- _SOURCE EXCERPT_:
In the 1990s, with many others around the world, I became interested in the Nobel Laureat James Tobin’s idea of reducing risky currency speculation by putting a small tax on currency trading. Intuitively, the idea is quite straightforward. If each time a currency trade is made, a tax is levied on it, then the more frequently currency is traded, the more the trader loses to taxation. Thus, some premium is put on fewer trades and trades representing relatively longer-term investments rather than short-term, hot-money, get-rich-quick trades. While mainstream, neo-classical economists and government officials who believe them usually oppose capital controls, many economists recommend them and some countries performed better during global financial crises because of their controls (Michalos 1997, 2000). At one point in the late 1990s, over 500 parliamentarians around the world had endorsed some sort of Tobin-type taxes. Among other things Gordon Brown recommended during the 2008 credit crisis, Tobin-type taxes were high on his list. According to Jacobs (2011, p. 21),

“France’s President Nicolas Sarkozy has pledged to use his term as chair of the G-20 to reform the global financial system and curb the speculation that contributed to the economic crisis. At the top of his agenda is an international financial transactions tax (FTT) to fund the global fight against poverty and climate change. . .The FTT is an idea whose time has come. It is backed by political leaders, including the presidents of France, Germany, and the previous prime minister of Britain, Tony Blair. . .The Canadian government should reconsider its opposition to the tax, lest Canada be left behind as other countries take the lead in putting their finances back in order.”

Although people often say that such a tax could only work if all countries participated, my own view is that it would work if a few major trading countries tried it, showed that it does reduce speculation and does at least pay its own way in revenues. Over a dozen years ago, I predicted that the European Union would be the first to bring in such a tax and that it would have the consequences just mentioned. I still think that will happen. Of course, the introduction of such taxes would be but a small step in the direction of the kind of change in financial management envisioned by Professor Lu, but long journeys may begin with such steps.

Daryl Koehn

The aim of this paper seems to be briefly stated in its very last sentence, i.e.,

“. . .we need to move beyond dogmatic interpretations of capitalism and market behavior and to focus instead on the complicated interplay among a wide array of factors such as conflicts of interest, unintended consequences, risk management, rhetorical hype about technology, regulation by the state, and the evisceration of the idea of corporate professional responsibility”.

I think this sentence is true and Professor Koehn provides plenty of supporting evidence for her views concerning each of the “factors” listed in it. I hope her remark that “. . .CSR appears in some respects to be significantly inversely related to ethical behavior by companies” is only true of a minority of companies, but I have no evidence for this hope. While she does not use the phrase “business case for business ethics” or talk about the counter-productivity of making such cases, I think she may be sympathetic to my view when she wrote that “Overly focused on an overriding goal or ‘telos’ of profit-maximization, executives become desensitized to any other possible obligations they may have”.

- _RECORDED INFORMATION_:
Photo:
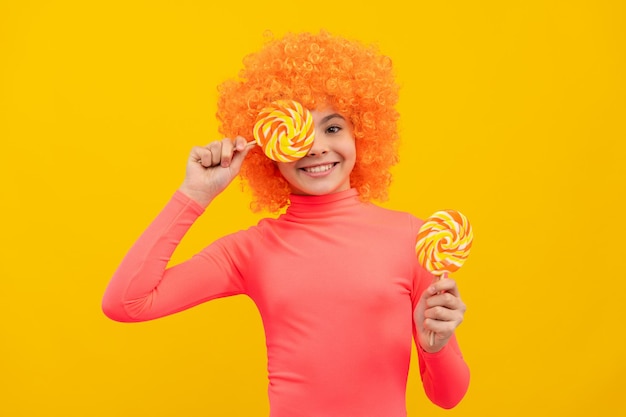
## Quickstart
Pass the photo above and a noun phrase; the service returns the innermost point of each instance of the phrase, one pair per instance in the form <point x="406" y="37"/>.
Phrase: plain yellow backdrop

- _GIVEN TASK 1_:
In the commentary on the Tobin tax, how many parliamentarians around the world had endorsed some sort of Tobin-type tax at one point in the late 1990s?
- _GIVEN TASK 2_:
Reproduce word for word the passage of the Tobin tax commentary that starts at "Although people often" and runs up to and including "with such steps.".

- _ANSWER 1_:
Over 500 parliamentarians had endorsed some sort of Tobin-type tax.

- _ANSWER 2_:
Although people often say that such a tax could only work if all countries participated, my own view is that it would work if a few major trading countries tried it, showed that it does reduce speculation and does at least pay its own way in revenues. Over a dozen years ago, I predicted that the European Union would be the first to bring in such a tax and that it would have the consequences just mentioned. I still think that will happen. Of course, the introduction of such taxes would be but a small step in the direction of the kind of change in financial management envisioned by Professor Lu, but long journeys may begin with such steps.